* _TEXT PROVIDED_:
-------------------------
My favorite movie of all time ...

I first saw this movie when I was twelve and it was my favorite movie then. Thirty-seven years, and a lot of life experience later, it still is. When I first saw it, I took Mark Wallace's views on marriage very much to heart and found the difference between their early relationship and their subsequent marriage disturbing. Seeing it so many years later, I found all his anti-marriage rhetoric as a young man hitchhiking through Europe very amusing. American women "...want what their grandmothers wanted. Your head stuffed and mounted on the living room wall! And if you don't like it, you can take your lovin' self elsewhere." These lines and others are delivered within the classic framework of the man dedicated to preserving his freedom, and he keeps the anti-marriage line going throughout the film. Yet his devotion to the woman he decides to spend his life with is clear. Clearly, the single most touching scene for me was when Joanna returns from her affair with Maurice's brother-in-law, and Mark says, "You humiliate me. You humiliate me and then you come back." She nods. He reaches out and pulls her to him in a strong embrace and says, "Thank God!" in the most heartfelt way. There are so many scenes that I love ... the scene in which she first tells him that she loves him and he says, "I warn you." and she says, "Don't." Did Hepburn ever look lovelier than in that scene? Or when they are lying in bed the very first time and he says, "This is completely against my principles," and it turns out he's talking about sleeping in hotels, rather than outdoors in a sleeping bag.
-------------------------
* _DATA SEGMENT_:
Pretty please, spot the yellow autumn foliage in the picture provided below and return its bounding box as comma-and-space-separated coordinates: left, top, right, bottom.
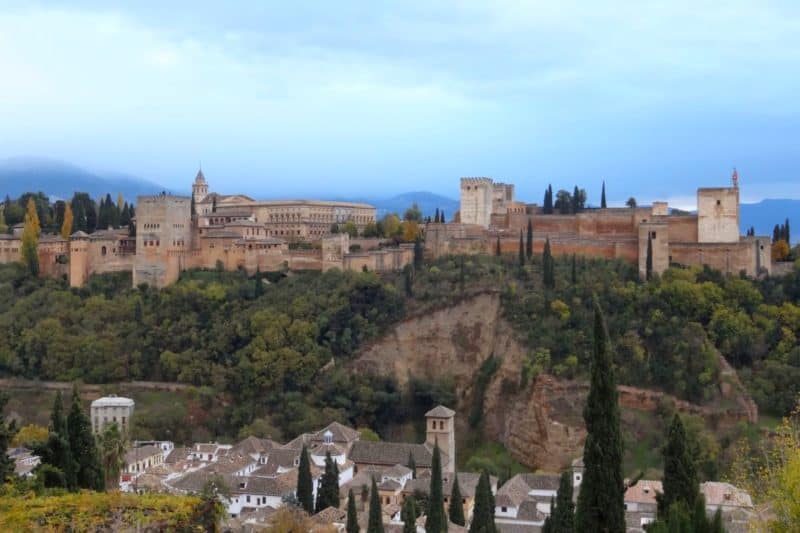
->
0, 491, 202, 532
-------------------------
* _TASK OBJECTIVE_: Which personal names appear in the movie review above? List each one.

* _ANSWER TO THIS EXERCISE_: Mark Wallace, Joanna, Maurice, Hepburn